──────── RECORDS TO PROCESS

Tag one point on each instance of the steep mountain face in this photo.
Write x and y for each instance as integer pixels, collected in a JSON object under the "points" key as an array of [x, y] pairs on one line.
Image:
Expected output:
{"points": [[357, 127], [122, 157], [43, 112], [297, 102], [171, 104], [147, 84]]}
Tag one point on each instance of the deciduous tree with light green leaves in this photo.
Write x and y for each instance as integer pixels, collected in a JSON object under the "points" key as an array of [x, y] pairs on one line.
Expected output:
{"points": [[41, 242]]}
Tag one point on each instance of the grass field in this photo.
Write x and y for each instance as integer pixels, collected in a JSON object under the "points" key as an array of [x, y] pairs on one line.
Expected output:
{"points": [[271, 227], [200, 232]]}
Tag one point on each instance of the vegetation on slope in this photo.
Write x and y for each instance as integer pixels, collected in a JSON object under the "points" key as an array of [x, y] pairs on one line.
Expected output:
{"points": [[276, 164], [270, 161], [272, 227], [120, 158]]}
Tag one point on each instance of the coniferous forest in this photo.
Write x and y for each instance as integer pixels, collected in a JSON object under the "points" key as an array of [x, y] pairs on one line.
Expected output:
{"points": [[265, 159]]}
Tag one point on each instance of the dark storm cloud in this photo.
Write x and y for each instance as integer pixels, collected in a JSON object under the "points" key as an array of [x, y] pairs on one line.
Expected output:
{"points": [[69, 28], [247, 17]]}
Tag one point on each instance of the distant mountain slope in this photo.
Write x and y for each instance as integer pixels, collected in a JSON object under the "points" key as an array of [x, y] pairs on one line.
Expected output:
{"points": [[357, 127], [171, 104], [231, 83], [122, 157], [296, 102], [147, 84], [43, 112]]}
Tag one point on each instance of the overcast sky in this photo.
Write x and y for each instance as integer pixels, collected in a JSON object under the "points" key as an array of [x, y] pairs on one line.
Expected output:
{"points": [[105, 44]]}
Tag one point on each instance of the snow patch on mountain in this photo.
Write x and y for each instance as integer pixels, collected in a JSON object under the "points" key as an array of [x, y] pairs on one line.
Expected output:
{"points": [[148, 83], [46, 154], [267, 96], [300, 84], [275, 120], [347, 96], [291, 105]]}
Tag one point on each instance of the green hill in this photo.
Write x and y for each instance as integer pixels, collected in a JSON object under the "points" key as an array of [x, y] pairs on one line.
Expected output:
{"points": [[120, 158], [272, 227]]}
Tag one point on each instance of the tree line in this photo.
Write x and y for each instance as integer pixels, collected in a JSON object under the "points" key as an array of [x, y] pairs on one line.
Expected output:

────────────────

» **EXERCISE**
Reproduce exactly, and with no other material, the lines between those holding "Tag one point on each instance of the distant" and "Tag one point on each instance of the tree", inclusive.

» **RESULT OF THIS TASK**
Tag one point on each instance of the distant mountain slope in this photo.
Write x and y for each instance as integer pixels, collected in a JSON object under the "points" key as an array of [x, y] pairs on one line.
Expected output:
{"points": [[357, 127], [171, 104], [231, 83], [122, 157], [296, 102], [147, 84], [43, 112]]}
Tag one point on each instance of the overcast sky in this photo.
Write x and y for each instance as integer pixels, collected in a JSON object under the "points" key as an array of [x, y] pairs on one line.
Expected output:
{"points": [[105, 44]]}
Tag one point on each instance of the snow patch on mountain in this photo.
Write x and y for each instance as integer pixels, collected in a JSON object under the "points" key as an array of [x, y] pairs on one line.
Expected output:
{"points": [[148, 83], [46, 154], [267, 96], [300, 84], [275, 120], [347, 96], [291, 105]]}
Tag one point on each instance of the green hill in this photo.
Write x and y for each instance as integer pixels, collected in a JSON object under the "points" key as an array of [x, y] pairs on one line.
Expected output:
{"points": [[120, 158], [272, 227]]}
Tag one point on each instance of the tree line in this photo.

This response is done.